▸ **Usando la información**
• A. Resume en dos oraciones la reseña sobre la serie Dirty John.
• B. Escribe la continuación de la reseña sobre la serie Dirty John a partir de su último párrafo.

Netflix: en Dirty John, un misterio con poco que dilucidar
Dirty John (Estados Unidos, 2019). Creadora: Alexandra Cunningham. Elenco: Connie Britton, Eric Bana, Juno Temple, Julia Garner, Jean Smart, Keiko Agena, Jeff Perry. Disponible en: Netflix. Nuestra opinión: regular.
A Dirty John le pasa lo que suele sucederle a varias ficciones que abordan temas complejos de la agenda pública y deciden digerirlos para el paladar de sus audiencias: lo que antes tenía misterios y opacidades se convierte en un espectáculo plano y de una única pieza. Basada en una serie de artículos de Los Angeles Times, luego devenidos en podcasts, la historia de Dirty John es la de Debra Newell (Connie Britton), una exitosa diseñadora de interiores de California, cuya vida se convierte en un infierno cuando conoce al anestesiólogo John Meehan (Eric Bana) en un sitio de citas on line. Que la serie creada por Alexandra Cunningham haya evitado definir la mirada de Debra como origen del relato desnuda un primer problema: el grotesco choque entre un John que para Debra resulta seductor y bienintencionado y para el espectador, la progresiva caricatura de un villano.
Hay algo que la serie nunca decide y es si quiere acercarse a las complejas raíces de la violencia de género o si quiere convertir el calvario de su protagonista en un mero espectáculo. En esa confusión el personaje que más sufre es el de Debra, que resulta anodino y deshilachado, construido a partir de vagas pinceladas de inocencia y frivolidad con las que Britton no tiene mucho que hacer. Todos a su alrededor resultan más sólidos, sobre todo su hija Veronica (demostrando lo desaprovechada que está Juno Temple como actriz), figura compleja y contradictoria, que por momentos advierte a su madre el peligro y en otros parece tan vampiro de su bondad como el oscuro John.

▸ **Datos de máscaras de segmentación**
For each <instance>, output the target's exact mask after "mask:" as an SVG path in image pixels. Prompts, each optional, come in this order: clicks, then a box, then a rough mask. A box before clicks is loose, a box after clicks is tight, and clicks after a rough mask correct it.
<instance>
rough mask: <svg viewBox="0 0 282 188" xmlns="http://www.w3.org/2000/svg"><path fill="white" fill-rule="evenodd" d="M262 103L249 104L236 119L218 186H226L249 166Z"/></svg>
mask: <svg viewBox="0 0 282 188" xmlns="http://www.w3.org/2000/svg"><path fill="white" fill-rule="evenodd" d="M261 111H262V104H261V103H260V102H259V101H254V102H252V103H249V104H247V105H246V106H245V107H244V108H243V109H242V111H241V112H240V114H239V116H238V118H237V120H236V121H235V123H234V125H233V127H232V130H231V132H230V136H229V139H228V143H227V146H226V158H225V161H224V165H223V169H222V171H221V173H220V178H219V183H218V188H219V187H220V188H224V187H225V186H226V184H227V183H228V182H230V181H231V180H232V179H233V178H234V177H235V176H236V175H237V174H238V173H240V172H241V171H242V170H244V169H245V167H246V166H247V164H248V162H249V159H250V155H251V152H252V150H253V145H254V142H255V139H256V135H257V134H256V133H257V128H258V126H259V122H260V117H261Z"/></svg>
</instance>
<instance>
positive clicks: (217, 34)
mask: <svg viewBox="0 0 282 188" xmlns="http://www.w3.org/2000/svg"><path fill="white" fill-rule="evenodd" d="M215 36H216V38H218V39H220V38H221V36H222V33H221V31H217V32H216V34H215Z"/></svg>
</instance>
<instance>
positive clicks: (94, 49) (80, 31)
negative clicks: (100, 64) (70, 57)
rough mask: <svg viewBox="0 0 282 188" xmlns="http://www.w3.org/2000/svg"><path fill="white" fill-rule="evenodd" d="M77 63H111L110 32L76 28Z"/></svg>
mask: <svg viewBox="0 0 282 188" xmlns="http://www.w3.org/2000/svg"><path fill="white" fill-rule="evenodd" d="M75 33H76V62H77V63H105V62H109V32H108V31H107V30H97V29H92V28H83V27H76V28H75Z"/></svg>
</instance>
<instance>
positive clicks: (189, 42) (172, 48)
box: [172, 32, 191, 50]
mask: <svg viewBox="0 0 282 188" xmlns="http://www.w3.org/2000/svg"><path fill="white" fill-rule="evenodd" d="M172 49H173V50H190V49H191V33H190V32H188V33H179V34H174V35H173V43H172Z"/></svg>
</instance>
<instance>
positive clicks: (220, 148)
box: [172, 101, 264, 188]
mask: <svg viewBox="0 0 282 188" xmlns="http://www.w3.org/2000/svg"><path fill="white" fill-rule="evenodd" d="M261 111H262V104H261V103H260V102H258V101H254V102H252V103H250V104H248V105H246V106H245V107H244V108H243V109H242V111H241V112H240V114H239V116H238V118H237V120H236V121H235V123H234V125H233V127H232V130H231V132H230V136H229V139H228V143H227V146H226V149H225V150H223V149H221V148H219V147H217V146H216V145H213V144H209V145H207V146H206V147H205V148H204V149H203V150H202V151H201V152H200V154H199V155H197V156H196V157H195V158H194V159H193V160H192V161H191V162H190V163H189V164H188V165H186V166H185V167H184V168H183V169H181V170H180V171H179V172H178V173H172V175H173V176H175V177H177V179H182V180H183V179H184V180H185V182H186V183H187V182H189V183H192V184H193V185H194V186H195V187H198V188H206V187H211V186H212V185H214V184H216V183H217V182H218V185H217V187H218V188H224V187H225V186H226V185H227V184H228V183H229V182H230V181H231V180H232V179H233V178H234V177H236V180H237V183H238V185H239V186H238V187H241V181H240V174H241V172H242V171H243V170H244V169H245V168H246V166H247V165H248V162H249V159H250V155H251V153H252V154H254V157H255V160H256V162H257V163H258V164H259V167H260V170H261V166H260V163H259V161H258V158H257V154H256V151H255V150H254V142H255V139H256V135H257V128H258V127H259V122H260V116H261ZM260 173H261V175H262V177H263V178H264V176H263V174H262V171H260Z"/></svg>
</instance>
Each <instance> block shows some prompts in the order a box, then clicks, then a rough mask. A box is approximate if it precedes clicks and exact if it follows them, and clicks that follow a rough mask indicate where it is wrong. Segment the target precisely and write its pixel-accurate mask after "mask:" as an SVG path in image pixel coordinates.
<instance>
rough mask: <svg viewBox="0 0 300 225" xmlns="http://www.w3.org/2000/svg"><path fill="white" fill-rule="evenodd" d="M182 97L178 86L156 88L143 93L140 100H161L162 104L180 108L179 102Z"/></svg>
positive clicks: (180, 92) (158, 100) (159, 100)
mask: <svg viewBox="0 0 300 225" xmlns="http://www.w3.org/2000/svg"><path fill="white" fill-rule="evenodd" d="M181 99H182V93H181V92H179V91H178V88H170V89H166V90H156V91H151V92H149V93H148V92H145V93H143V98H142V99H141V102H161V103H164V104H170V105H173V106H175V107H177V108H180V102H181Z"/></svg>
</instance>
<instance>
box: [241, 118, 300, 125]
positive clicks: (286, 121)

▸ **Respuestas por tarea**
• A. La reseña califica de regular a Dirty John, serie de Netflix creada por Alexandra Cunningham y basada en artículos de Los Angeles Times sobre Debra Newell, una diseñadora de interiores cuya vida se vuelve un infierno tras conocer a John Meehan en un sitio de citas. Según la crítica, la serie nunca decide si acercarse a las raíces de la violencia de género o convertir el calvario de su protagonista en espectáculo, y por eso Debra queda como un personaje anodino frente a figuras más sólidas como su hija Veronica.

• B.
La estrategia de Cunningham de alternar las mieles del romance entre Debra y John con eventos del pasado, de una y otra historia, fuerza al límite una causalidad que se torna banal y algo peligrosa. Sobre todo el encadenamiento de la trágica historia de la hermana de Debra, el pietismo de su madre y su propia inestabilidad amorosa se convierte en un atajo que anula las decisiones y voluntades del personaje bajo el peso de la imposición del guion.
La serie funciona cuando se concentra en el errático comportamiento de John y en los contradictorios sentimientos de quienes pasaron por su vida, cuando elige dar aire a sus ambigüedades en lugar de impulsar ideas predigeridas. En los últimos episodios, cuando el rumbo del conflicto parece definido, cuando no hay que machacar en la riqueza y credulidad de Debra, es cuando algunas situaciones se salvan pese a ese aire de telefilm con moraleja que termina definiendo el tono.